━━━ SOURCE RECORDS

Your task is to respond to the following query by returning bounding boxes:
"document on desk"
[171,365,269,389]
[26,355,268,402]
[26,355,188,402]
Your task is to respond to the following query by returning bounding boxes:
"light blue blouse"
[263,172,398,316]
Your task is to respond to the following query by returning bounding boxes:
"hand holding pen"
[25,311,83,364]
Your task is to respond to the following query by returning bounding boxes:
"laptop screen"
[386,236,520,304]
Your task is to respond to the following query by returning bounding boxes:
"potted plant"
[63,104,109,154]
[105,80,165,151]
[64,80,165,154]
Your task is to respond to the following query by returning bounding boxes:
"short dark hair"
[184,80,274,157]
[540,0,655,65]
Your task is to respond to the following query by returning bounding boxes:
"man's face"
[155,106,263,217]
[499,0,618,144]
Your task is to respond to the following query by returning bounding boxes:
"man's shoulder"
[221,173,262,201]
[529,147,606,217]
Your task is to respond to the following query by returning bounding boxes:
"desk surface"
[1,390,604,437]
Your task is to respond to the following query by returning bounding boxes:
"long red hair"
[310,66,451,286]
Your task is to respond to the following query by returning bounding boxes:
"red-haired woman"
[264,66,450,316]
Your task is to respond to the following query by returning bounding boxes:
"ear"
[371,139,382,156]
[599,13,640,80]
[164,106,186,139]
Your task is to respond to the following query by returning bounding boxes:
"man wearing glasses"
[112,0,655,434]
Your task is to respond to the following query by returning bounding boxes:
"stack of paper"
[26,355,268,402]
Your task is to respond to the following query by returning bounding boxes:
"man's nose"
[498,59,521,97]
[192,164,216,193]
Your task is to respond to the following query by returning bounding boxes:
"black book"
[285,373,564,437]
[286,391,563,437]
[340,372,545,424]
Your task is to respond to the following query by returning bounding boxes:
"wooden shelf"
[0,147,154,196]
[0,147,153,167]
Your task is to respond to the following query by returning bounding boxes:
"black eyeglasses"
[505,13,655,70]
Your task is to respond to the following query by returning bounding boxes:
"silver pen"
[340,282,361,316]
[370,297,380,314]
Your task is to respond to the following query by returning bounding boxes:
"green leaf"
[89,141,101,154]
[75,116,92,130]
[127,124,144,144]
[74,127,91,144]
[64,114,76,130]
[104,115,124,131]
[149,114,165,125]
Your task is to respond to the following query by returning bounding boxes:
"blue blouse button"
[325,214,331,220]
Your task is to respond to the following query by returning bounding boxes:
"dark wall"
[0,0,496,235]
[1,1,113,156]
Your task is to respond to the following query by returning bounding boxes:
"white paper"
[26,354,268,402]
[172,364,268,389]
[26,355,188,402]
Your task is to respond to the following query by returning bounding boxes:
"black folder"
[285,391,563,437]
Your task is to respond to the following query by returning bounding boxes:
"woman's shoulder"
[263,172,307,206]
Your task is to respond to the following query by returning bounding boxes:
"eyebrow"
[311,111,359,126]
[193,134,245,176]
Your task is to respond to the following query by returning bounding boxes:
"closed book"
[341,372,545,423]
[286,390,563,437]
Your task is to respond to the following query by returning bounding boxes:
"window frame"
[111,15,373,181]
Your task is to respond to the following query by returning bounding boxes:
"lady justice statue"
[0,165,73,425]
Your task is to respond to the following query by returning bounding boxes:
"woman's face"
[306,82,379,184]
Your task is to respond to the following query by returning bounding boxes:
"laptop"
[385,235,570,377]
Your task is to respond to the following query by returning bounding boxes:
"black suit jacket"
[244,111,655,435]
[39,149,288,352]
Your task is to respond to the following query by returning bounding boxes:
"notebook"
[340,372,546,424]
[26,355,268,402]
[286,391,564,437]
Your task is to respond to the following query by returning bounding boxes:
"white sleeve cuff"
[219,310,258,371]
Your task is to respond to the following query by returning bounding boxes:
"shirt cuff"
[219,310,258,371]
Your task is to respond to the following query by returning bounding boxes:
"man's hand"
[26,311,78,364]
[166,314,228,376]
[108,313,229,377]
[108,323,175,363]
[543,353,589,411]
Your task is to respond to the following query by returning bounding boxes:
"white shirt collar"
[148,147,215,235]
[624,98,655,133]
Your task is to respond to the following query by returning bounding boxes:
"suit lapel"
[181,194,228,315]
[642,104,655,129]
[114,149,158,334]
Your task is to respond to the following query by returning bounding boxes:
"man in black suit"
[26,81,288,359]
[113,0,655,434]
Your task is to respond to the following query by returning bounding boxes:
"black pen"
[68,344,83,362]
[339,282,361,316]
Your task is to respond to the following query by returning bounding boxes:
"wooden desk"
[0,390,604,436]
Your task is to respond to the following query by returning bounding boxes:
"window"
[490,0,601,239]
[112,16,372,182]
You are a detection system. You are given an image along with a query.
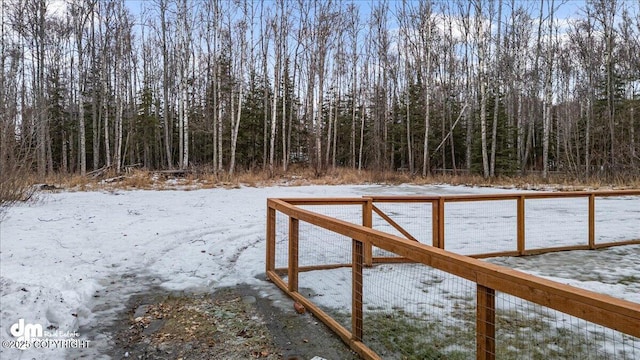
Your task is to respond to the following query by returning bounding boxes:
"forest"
[1,0,639,180]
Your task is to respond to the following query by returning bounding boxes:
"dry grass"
[0,164,38,219]
[14,166,640,194]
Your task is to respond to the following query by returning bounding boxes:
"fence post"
[589,194,595,249]
[517,196,525,255]
[432,200,439,247]
[352,239,364,342]
[477,284,496,360]
[288,217,299,293]
[363,198,373,266]
[266,206,276,273]
[437,198,445,249]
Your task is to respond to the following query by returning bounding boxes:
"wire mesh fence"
[371,202,431,258]
[299,267,353,331]
[444,199,517,255]
[362,263,477,359]
[275,203,362,270]
[364,192,640,257]
[359,263,640,359]
[491,294,640,360]
[266,191,640,360]
[595,195,640,244]
[274,210,289,270]
[371,202,432,243]
[524,197,589,250]
[299,204,363,223]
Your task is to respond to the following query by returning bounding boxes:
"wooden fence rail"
[369,190,640,259]
[266,190,640,360]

━━━━━━

**DESCRIPTION OF THE TASK**. Would you return the records exactly, keeping out every picture?

**THE COMPLETED TASK**.
Your task is to respond to the following query by returning bounding boxes:
"document on desk"
[171,365,269,389]
[26,355,268,402]
[26,355,188,402]
Your task is to respond to the following query by returning bounding boxes:
"light blue blouse"
[263,172,398,316]
Your task is to respond to the following query by returning bounding boxes:
"hand holding pen"
[25,311,83,364]
Your task is to respond to the following query by returning bounding boxes:
"laptop screen"
[386,236,520,304]
Your task is to respond to the following query by returning bounding boxes:
"potted plant"
[63,104,109,154]
[105,80,165,151]
[64,80,165,154]
Your task is to respond to the following query by returning bounding boxes:
"short dark hair"
[184,80,274,157]
[540,0,655,65]
Your task is to respond to the following query by returning bounding boxes:
"man's face"
[155,106,263,217]
[499,0,618,144]
Your task is to respond to the following query by returning bounding boxes:
"man's shoulder"
[221,173,262,201]
[529,147,606,217]
Your task is to respond to the following query by returning bounding boxes:
"desk surface"
[1,390,604,437]
Your task is to respond to the following query by returning bounding boxes:
"long red hair"
[310,66,451,286]
Your task is to respond to the following query by returning bounding boxes:
"red-haired woman"
[264,66,450,316]
Your task is to respond to the following query by returning bounding boxes:
"ear"
[371,139,382,156]
[599,13,640,80]
[164,106,186,139]
Your task is to respond to the following query by returning bounding boxes:
"man wearing glasses"
[112,0,655,434]
Your task is to respond to the following query by returning bounding boxes:
"stack of paper"
[26,355,268,402]
Your task is to respond to the following query by returning bounding boxes:
"man's nose"
[498,59,521,97]
[192,164,216,193]
Your task is to respond to the following query by returning bounding boxes:
"black book"
[285,373,564,437]
[286,391,563,437]
[340,372,545,424]
Your task is to respond to the following query by returning bounding boxes:
"wooden shelf"
[0,147,154,196]
[0,147,153,167]
Your task is to respond to the following query by returning bounding boxes:
"black eyeglasses"
[505,13,655,70]
Your task is to respond to the following query by returning bounding boxes:
"silver pen"
[340,282,361,316]
[370,297,380,314]
Your task is to respond to the following query by returning bounding boxes:
"green leaf"
[89,141,101,154]
[75,116,92,130]
[127,124,144,144]
[74,127,91,144]
[64,114,76,130]
[104,115,124,131]
[149,114,165,125]
Your task is to respond to the following query by returning bounding boxes:
"blue blouse button"
[325,214,331,220]
Your task is to respond to the following query by returning bounding boxes:
"dark wall"
[0,0,496,235]
[1,1,113,156]
Your task is to respond to the following query by returning bounding boxes:
"white paper"
[26,354,268,402]
[172,364,268,389]
[26,355,188,402]
Your task is to respond to the following query by returning bounding boxes:
"black folder"
[285,391,563,437]
Your task is to respond to the following query by returning bounding boxes:
"woman's shoulder"
[263,172,307,206]
Your task is to respond to the following query by returning bounding boxes:
"eyebrow"
[311,111,359,126]
[193,134,245,176]
Your task is to respond to the following query by returning bounding boxes:
"closed book"
[341,372,545,423]
[286,390,563,437]
Your task is to respond to the following query by returning bounding boxes:
"window frame"
[111,15,373,181]
Your task is to respond to the following query by returning bounding boxes:
"lady justice statue"
[0,165,73,425]
Your task is to respond to the following query by returning bounding boxes:
"woman's face"
[306,82,379,184]
Your task is to respond to the following query by returning bounding boxes:
"laptop"
[385,235,570,377]
Your task is to respond to the following query by returning bounding boxes:
"black suit jacket"
[244,111,655,435]
[39,149,288,352]
Your task is to respond to the following query by returning bounding boxes:
"notebook"
[340,372,546,424]
[26,355,268,402]
[286,391,564,437]
Your task is to respond to the following query by returning bounding boxes:
"white sleeve cuff"
[219,310,258,371]
Your task is to respond to the following query by returning bounding boxes:
"shirt cuff"
[219,310,258,371]
Your task is to respond to the following query by returning bounding boxes:
"man's hand"
[26,311,78,364]
[166,314,228,376]
[108,313,229,377]
[108,323,175,363]
[543,353,589,411]
Your task is to respond to the following query by returning bounding boxes:
"white shirt collar"
[148,147,215,235]
[624,98,655,133]
Your task is to respond to the following query by returning bounding boxes:
"suit lapel"
[181,194,228,315]
[642,104,655,129]
[114,149,158,334]
Your task is to respond to the following query by returning bounding boxes:
"man in black suit"
[26,81,288,359]
[113,0,655,434]
Your task is to respond to the following query by returning bounding boxes:
"black pen"
[68,344,83,362]
[339,282,361,316]
Your task is to respond to the following query by returning bounding boxes:
"wooden desk"
[0,390,604,436]
Your task is to respond to the following query by returning bounding boxes:
"window"
[490,0,601,239]
[112,16,372,182]
You are a detection system. You are given an image along with a query.
Your task is to respond to the following query by returning bounding boxes:
"forest"
[1,0,639,180]
Your task is to respond to the following query by returning bounding boxes:
"dry grass"
[0,164,38,219]
[14,166,640,194]
Your task is to respond to the following query by returning bounding boxes:
"fence post"
[589,194,595,249]
[517,196,525,255]
[432,200,439,247]
[352,239,364,342]
[477,284,496,360]
[288,217,299,293]
[363,198,373,266]
[266,206,276,273]
[437,198,445,249]
Your task is to respond to the following query by returning bounding boxes:
"wire mesh fence"
[371,202,431,258]
[299,267,353,331]
[444,199,517,255]
[362,263,477,359]
[275,203,362,270]
[364,192,640,257]
[359,263,640,359]
[491,294,640,360]
[266,191,640,360]
[595,195,640,244]
[274,210,289,270]
[371,202,432,243]
[524,197,589,250]
[299,204,363,223]
Your task is to respond to the following query by returning bounding boxes:
"wooden fence rail"
[369,190,640,259]
[266,190,640,360]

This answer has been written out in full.